In Italia, ogni anno 3mila persone, otto al giorno, una ogni tre ore, muoiono di mesotelioma pleurico o di uno degli altri dieci tumori asbesto correlati. Il dato arriva dall’Associazione italiana di oncologia medica (Aiom), ma non basta a descrivere quanto la fibra killer pesa sul presente e sul futuro dell’Italia.
Secondo il Fondo nazionale amianto il costo sociale è di almeno mezzo miliardo di euro l’anno. Ma questa strage è solo la punta dell’iceberg. Il numero di vittime, infatti, mostra un trend in crescita che, se non si procede con le bonifiche, dal 2020 rischia di diventare stabile per anni secondo Carmine Pinto, presidente dell’Aiom.
Il problema è che, a 23 anni dalla sua messa al bando dell’amianto nel 1992, gli italiani sono ancora oggi seduti su una montagna di fibra. Il nostro paese, infatti, è stato il primo consumatore di amianto in Europa e il secondo maggior produttore dopo l’Unione sovietica. Quella dell’amianto italiano è una tragedia che va ben oltre l’Eternit di Casale Monferrato, ma che è difficile raccontare con gli strumenti del giornalismo tradizionale.

####

COSA FARE
Riporta il passo del testo sull'amianto che va da "Secondo il Fondo" a "del giornalismo tradizionale.", estremi inclusi.

[Voci di dati memorizzate]
####

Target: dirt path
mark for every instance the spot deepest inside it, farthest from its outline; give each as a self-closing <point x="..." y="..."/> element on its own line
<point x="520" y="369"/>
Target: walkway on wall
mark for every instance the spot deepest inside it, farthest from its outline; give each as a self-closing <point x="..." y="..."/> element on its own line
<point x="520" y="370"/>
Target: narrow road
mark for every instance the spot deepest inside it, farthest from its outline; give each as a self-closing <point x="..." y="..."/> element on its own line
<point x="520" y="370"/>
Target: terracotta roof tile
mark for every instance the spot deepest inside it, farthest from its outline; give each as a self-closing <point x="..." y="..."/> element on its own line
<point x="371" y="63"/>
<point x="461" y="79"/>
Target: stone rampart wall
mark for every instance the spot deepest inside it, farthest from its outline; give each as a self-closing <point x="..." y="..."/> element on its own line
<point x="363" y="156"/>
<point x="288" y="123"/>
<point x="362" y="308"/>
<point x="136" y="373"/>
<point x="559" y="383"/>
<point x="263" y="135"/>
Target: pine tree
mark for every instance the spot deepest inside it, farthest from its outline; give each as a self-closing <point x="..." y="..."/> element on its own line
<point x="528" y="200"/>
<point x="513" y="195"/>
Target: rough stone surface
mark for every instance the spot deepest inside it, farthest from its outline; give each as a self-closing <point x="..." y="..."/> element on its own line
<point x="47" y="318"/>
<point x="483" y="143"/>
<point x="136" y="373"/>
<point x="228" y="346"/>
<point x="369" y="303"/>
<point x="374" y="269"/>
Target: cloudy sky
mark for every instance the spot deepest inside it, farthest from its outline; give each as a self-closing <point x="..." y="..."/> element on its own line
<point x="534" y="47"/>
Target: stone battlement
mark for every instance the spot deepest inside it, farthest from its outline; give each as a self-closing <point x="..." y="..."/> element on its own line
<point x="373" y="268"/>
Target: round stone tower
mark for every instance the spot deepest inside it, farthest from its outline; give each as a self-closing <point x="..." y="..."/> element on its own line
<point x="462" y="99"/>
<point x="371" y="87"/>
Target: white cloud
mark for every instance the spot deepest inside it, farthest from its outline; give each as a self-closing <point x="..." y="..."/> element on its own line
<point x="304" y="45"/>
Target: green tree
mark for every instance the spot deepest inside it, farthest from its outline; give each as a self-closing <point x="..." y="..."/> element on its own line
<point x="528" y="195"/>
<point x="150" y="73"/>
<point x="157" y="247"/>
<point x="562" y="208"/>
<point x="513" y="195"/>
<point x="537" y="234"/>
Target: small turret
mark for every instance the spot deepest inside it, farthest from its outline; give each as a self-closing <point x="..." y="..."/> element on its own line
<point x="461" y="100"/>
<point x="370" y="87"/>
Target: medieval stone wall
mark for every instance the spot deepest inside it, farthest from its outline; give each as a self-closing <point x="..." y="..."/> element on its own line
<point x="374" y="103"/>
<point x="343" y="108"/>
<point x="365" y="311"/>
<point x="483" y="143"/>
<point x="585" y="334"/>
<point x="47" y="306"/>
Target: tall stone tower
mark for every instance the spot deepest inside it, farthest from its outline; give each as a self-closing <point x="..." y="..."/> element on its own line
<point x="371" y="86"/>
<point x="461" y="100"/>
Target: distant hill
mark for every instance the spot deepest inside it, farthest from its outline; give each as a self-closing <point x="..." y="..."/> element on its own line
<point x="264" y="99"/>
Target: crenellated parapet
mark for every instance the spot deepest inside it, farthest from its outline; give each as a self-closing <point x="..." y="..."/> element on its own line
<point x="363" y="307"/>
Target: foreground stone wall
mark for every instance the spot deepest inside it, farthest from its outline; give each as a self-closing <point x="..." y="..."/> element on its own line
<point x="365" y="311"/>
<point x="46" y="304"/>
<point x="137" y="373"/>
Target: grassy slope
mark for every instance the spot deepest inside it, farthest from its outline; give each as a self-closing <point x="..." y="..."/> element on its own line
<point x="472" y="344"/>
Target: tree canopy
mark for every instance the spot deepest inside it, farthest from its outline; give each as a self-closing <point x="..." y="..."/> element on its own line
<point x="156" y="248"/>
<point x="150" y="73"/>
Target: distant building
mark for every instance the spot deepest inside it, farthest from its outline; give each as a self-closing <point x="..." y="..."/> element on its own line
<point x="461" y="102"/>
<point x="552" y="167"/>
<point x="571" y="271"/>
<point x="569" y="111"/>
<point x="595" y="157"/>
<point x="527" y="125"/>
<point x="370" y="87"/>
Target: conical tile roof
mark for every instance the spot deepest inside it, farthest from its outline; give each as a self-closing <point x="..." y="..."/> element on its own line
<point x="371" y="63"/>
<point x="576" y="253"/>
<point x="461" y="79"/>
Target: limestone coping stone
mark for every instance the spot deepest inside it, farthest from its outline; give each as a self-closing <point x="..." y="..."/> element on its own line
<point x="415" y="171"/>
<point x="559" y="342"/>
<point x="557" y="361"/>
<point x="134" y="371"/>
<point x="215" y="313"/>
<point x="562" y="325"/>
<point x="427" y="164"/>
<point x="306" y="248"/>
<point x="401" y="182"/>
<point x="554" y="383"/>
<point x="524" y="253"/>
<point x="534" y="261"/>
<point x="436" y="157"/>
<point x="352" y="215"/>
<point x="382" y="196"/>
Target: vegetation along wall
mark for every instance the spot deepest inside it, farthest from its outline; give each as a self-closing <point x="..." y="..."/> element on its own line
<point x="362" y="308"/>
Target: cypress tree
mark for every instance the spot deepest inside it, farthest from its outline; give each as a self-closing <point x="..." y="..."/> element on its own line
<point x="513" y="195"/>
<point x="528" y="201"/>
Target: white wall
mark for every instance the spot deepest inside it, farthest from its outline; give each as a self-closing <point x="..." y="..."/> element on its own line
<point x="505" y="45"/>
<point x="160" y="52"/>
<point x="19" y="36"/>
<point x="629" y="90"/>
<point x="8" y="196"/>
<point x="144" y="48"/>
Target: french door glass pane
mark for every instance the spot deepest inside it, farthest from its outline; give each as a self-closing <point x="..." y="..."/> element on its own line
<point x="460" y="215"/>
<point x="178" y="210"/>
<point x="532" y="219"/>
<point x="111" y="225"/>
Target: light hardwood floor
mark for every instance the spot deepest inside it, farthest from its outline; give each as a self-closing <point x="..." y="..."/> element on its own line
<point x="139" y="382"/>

####

RISPOSTA
Secondo il Fondo nazionale amianto il costo sociale è di almeno mezzo miliardo di euro l’anno. Ma questa strage è solo la punta dell’iceberg. Il numero di vittime, infatti, mostra un trend in crescita che, se non si procede con le bonifiche, dal 2020 rischia di diventare stabile per anni secondo Carmine Pinto, presidente dell’Aiom.
Il problema è che, a 23 anni dalla sua messa al bando dell’amianto nel 1992, gli italiani sono ancora oggi seduti su una montagna di fibra. Il nostro paese, infatti, è stato il primo consumatore di amianto in Europa e il secondo maggior produttore dopo l’Unione sovietica. Quella dell’amianto italiano è una tragedia che va ben oltre l’Eternit di Casale Monferrato, ma che è difficile raccontare con gli strumenti del giornalismo tradizionale.